Letter from the Division of Corporation Finance of the Securities and Exchange
Commission
By letter addressed to Warrantech Corporation ("Warrantech" or
"Registrant") dated November 18, 1999, (the "DCF Letter"), the Division of
Corporation Finance of the Securities and Exchange Commission (the "DCF") stated
that it does not object to Warrantech's revenue recognition policy as it is
applied to its dealer - obligor contracts. As a result, with respect to
dealer-obligor contracts, which represent approximately 63% of the Registrant's
business, Registrant will continue to follow the accounting policy that it has
applied over the past eight (8) years by recognizing a substantial portion of
its administrative fee income in the year in which the service contracts are
sold. Furthermore, Warrantech will continue to defer only that portion of the
administrative fee income that pertains to administration of claims over the
life of the contracts.

**REQUIREMENT**
List every shorthand term that the passage about Warrantech's revenue recognition defines in parentheses with quotation marks. The material that comes next has no connection to the passage about Warrantech's revenue recognition.

**DATA SHOWN**

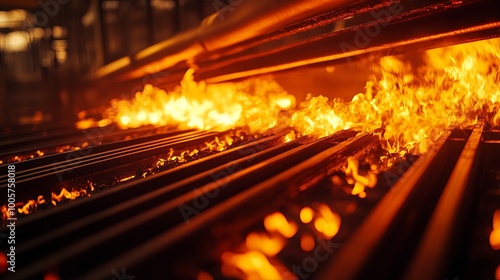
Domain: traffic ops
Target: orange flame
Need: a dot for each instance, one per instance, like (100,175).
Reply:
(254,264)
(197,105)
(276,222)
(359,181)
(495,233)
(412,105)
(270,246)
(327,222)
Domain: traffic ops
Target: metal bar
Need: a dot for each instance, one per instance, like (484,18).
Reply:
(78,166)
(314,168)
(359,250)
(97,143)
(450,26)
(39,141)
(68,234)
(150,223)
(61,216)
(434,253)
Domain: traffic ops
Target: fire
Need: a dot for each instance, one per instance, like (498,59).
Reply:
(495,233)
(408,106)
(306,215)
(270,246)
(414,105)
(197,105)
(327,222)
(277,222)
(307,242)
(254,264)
---
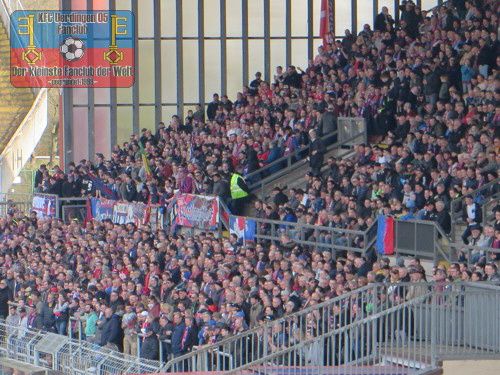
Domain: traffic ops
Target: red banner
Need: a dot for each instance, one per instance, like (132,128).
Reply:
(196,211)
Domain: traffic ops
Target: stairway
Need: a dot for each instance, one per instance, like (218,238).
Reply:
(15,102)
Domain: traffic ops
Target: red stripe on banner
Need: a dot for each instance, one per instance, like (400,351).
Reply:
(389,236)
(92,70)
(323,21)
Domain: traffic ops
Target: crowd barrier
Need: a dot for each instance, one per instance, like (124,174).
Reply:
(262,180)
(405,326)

**IN RESPONSE**
"Warrantech", "Registrant", "DCF Letter", "DCF"